##### RECORDS FOR PROCESSING #####

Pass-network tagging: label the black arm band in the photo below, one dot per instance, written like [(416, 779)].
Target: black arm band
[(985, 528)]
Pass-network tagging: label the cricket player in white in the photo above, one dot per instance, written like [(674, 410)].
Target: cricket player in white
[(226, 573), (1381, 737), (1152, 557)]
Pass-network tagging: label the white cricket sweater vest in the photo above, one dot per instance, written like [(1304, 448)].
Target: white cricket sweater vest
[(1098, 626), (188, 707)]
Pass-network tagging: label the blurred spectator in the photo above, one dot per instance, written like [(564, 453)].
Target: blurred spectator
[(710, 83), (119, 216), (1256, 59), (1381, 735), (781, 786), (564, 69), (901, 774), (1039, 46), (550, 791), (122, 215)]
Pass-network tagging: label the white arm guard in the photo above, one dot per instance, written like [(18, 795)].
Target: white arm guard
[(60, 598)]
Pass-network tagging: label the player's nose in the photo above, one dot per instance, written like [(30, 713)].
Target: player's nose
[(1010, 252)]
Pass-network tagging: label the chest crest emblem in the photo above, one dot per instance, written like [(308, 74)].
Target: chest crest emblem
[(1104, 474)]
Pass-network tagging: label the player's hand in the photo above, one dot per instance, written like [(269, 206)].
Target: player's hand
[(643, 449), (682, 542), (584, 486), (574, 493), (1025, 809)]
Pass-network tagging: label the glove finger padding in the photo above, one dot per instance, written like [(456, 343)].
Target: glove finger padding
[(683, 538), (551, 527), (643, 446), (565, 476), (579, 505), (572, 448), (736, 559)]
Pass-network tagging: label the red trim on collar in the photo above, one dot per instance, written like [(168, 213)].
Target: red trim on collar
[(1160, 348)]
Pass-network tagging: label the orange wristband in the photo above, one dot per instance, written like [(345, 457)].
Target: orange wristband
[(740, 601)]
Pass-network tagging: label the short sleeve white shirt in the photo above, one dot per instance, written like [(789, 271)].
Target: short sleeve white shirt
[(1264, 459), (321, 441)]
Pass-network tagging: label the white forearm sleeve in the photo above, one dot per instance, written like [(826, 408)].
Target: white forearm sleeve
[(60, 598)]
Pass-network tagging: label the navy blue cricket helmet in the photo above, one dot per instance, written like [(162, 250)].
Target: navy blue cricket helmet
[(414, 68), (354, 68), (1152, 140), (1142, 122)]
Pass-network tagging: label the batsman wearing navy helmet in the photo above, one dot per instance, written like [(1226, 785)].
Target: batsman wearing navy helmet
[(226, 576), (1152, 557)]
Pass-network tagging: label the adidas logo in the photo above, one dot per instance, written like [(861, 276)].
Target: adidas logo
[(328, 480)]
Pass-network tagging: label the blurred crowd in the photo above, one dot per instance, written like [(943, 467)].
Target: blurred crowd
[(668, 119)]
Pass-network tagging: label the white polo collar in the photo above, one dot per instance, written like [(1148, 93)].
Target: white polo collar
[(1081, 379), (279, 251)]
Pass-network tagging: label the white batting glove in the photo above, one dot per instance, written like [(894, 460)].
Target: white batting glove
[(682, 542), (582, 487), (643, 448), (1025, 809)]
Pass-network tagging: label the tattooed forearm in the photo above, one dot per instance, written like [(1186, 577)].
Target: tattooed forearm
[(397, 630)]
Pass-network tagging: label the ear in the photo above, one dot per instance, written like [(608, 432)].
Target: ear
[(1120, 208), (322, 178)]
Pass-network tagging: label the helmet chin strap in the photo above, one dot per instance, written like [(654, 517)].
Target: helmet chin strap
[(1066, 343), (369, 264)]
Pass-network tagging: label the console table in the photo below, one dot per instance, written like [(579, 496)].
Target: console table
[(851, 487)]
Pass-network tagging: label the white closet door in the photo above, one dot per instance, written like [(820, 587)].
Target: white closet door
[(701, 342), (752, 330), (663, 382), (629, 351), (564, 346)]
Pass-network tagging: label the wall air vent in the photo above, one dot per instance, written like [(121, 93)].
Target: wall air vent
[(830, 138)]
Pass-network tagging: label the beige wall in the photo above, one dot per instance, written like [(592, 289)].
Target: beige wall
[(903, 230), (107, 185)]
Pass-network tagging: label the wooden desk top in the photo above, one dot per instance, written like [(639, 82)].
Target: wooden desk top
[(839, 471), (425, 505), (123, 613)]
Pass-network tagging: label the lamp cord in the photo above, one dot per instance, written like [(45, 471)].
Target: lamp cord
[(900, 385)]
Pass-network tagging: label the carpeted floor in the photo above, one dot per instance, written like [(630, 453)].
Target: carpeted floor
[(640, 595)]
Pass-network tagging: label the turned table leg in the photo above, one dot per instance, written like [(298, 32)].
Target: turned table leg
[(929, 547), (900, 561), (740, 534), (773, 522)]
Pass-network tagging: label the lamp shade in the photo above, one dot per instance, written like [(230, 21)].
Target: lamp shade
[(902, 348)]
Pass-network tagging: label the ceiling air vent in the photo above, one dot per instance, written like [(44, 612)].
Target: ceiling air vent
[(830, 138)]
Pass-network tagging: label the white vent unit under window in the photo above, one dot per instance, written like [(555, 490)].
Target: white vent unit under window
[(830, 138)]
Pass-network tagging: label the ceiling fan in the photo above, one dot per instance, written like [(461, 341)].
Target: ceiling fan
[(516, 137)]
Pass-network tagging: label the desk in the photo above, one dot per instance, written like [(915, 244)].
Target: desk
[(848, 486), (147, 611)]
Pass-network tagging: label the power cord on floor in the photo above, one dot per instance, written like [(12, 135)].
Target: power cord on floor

#####

From the data above, copy every line where "below" appears.

Pass-network tagging: label the black arm band in the photo below, one dot per instance, written like [(416, 779)].
Pass-network tagging: label the console table in the photo below, one dot per instance, written like [(579, 496)].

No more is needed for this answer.